_Source document_:
In India the outbreak of war with France encouraged the Maráthás, who dominated the country from Mysore to the Ganges, in the hope of expelling the British, by acting in conjunction with Haidar Alí. Hastings found that a French agent was intriguing with them, and took prompt measures against them. An expedition from Bombay failed miserably, but Colonel Goddard, who was sent by Hastings from Bengal, captured Ahmadábád, and drove Sindhia over the Narbadá. His fortress, Gwalior, was stormed by Major Popham in August, 1780. Nevertheless, the war strained Hastings's resources. His difficulties were terribly increased by the invasion of the Karnatic. Haidar and his son, Tipú, practically took the English by surprise, overran the country with an army of some 75,000 cavalry and 15,000 infantry, instructed by 400 Frenchmen; defeated the Madras troops, captured Arcot, and threatened Madras. Sir Eyre Coote, who had come out to conduct the Maráthá war, was despatched to Madras, and in 1781 negotiations were opened with Sindhia, and his former possessions were restored to him. Peace was made with the Maráthá confederacy in May, 1782, by the treaty of Salbái, which was ratified seven months later. While Coote was forcing Haidar to raise the siege of various British fortresses in January, 1781, a French fleet appeared at Pondicherry. Haidar called upon it to help him, for his own fleet had been destroyed by Admiral Hughes; but Coote prevented the French from obtaining supplies, and they sailed away without effecting anything. He gained a splendid victory over Haidar at Porto Novo on July 1, met him with doubtful success at Pollilúr, completely routed him at Sholinghar, and, in January, 1782, though suffering from serious illness, skilfully relieved Vellore.

Hughes had already taken the Dutch settlements, Negapatam and Trincomali, when in February a French fleet appeared off Madras to protect them. It was commanded by M. de Suffren, an admiral of remarkable ability. Suffren sailed from France in March, 1781. He fell on an English squadron, on its way to seize the Dutch colony at the Cape, in the neutral water of Porto Praya harbour in the Cape de Verde islands. The fight was indecisive, but he arrived first at the Cape and prevented the projected attack. His fleet was superior to that of Hughes, whose principal object was to prevent him from gaining a port as a place of supply and for landing troops. Hughes fought four indecisive battles with him, and was unable either to prevent the French from acting with Haidar, or from taking Cuddalore, which gave them a good naval and military station, or from reducing Trincomali. In this long and famous naval duel Hughes, though a capable and gallant captain, showed himself far inferior to Suffren in strategical and tactical skill. The French admiral, however, was constantly thwarted by the misconduct of his subordinates, while the English captains gave Hughes loyal support.[168] Coote carried on the war with vigour, but his victory over Haidar and his French allies at Arni was rendered fruitless by his lack of cavalry and supplies. Haidar died in December, leaving a message bidding his son make peace with the English, which Tipú did not obey. Coote died in April, 1783. The peace with the Maráthás enabled the English to invade Tipú's country on the Malabar side, where they met with some success and one signal disaster. Meanwhile Coote's successor, Stuart, was attacking the French in Cuddalore. A fifth indecisive battle with Suffren on June 20 compelled Hughes to withdraw his fleet to Madras to refit. Stuart's army, weakened by disease and in sore need of supplies, was saved from probable disaster by the news of the treaty of Versailles. Deprived of his French allies, Tipú was at last, March 11, 1784, persuaded by Lord Macartney, the governor of Madras, to make peace. By this treaty, which Macartney made against the commands of Hastings, both parties surrendered their conquests. A renewal of war was certain, for Tipú's arrogance was unabated.

_Activities_:
[1] Condense the paragraph of the excerpt on the war in India that begins "In India the outbreak of war with France" into a bulleted list that keeps its main facts.
[2] In the excerpt on the war in India, which treaty made peace with the Maráthá confederacy in May 1782?
The items have nothing to do with the excerpt on the war in India.

_Data extract_:
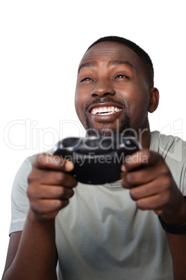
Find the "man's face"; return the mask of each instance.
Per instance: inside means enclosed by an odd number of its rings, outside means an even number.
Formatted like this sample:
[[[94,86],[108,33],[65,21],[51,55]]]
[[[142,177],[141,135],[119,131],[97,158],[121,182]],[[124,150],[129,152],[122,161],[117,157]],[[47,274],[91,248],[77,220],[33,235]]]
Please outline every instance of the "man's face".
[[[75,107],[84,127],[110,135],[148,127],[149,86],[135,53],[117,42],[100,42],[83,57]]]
==
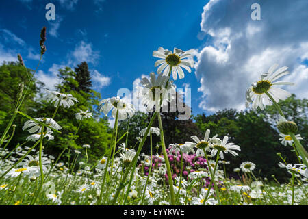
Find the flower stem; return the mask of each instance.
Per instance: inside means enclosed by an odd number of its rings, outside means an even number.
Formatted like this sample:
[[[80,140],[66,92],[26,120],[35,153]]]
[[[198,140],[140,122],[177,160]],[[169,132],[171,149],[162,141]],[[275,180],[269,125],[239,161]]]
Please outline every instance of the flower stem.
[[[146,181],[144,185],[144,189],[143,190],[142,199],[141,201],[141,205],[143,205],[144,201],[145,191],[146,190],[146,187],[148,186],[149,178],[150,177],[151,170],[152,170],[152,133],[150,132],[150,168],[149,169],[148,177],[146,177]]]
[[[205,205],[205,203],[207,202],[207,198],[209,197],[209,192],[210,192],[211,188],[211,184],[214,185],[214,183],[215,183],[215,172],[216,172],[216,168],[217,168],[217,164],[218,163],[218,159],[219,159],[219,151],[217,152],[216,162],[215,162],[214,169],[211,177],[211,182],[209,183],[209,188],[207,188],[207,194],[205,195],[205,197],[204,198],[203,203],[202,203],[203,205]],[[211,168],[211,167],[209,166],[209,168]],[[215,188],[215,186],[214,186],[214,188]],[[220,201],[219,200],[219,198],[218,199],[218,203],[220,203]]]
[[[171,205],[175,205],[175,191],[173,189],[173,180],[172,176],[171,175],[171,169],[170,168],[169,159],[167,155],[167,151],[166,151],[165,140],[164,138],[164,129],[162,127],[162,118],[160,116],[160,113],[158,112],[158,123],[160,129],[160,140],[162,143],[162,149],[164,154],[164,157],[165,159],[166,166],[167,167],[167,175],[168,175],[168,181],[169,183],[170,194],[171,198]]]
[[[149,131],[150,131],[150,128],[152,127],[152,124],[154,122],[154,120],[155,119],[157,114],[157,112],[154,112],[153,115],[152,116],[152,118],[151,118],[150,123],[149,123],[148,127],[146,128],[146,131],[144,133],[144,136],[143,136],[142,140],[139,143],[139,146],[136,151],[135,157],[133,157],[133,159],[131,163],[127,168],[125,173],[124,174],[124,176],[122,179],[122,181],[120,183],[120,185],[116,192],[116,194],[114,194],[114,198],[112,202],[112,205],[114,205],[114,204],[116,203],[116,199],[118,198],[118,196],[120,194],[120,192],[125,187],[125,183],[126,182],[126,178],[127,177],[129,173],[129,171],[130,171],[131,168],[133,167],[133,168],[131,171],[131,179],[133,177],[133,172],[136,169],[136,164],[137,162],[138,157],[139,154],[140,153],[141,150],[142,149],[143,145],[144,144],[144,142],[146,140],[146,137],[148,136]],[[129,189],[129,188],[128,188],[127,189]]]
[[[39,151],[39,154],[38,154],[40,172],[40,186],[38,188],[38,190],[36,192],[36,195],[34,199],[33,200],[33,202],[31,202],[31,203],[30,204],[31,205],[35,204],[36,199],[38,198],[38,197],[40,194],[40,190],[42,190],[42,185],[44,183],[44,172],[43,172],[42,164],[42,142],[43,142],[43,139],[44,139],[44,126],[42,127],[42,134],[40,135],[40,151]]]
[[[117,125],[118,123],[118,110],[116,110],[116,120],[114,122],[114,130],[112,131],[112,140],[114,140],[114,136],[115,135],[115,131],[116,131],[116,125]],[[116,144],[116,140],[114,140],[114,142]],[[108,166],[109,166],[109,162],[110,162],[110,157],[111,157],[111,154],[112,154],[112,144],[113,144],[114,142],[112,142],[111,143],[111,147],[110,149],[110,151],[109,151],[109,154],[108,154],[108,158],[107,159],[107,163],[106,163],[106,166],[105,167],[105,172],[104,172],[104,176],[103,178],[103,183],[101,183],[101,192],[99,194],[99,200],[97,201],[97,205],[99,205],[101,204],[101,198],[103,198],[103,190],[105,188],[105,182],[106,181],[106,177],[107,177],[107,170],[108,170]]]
...
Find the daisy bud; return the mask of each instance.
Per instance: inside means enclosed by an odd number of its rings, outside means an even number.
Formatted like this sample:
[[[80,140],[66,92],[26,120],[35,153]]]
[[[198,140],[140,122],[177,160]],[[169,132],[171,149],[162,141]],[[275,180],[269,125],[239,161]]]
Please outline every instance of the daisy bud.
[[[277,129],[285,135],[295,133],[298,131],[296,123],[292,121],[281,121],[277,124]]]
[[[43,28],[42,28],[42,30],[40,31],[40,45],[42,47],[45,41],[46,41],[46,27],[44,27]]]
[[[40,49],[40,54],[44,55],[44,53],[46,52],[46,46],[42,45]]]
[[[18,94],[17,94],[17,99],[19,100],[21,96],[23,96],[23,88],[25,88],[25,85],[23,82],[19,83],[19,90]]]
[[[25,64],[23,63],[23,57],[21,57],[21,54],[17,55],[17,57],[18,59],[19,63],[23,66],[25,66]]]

_Numbered answers_:
[1]
- War with France encouraged the Maráthás, who dominated India from Mysore to the Ganges, to hope to expel the British by acting with Haidar Alí.
- Hastings found a French agent intriguing with them and acted promptly against them.
- An expedition from Bombay failed. Colonel Goddard, sent from Bengal, captured Ahmadábád and drove Sindhia over the Narbadá. Major Popham stormed Sindhia's fortress of Gwalior in August 1780.
- The war strained Hastings's resources, and Haidar and Tipú's invasion of the Karnatic made things far worse. With about 75,000 cavalry and 15,000 infantry trained by 400 Frenchmen, they defeated the Madras troops, captured Arcot and threatened Madras.
- Sir Eyre Coote was sent to Madras. In 1781 negotiations opened with Sindhia, and his former possessions were restored. Peace with the Maráthá confederacy came by the treaty of Salbái in May 1782, which was ratified seven months later.
- In January 1781, while Coote was forcing Haidar to lift sieges, a French fleet came to Pondicherry. Coote kept it from obtaining supplies, and it left without achieving anything.
- Coote won at Porto Novo on July 1, had doubtful success at Pollilúr and routed Haidar at Sholinghar. In January 1782, though seriously ill, he relieved Vellore.

[2] The treaty of Salbái.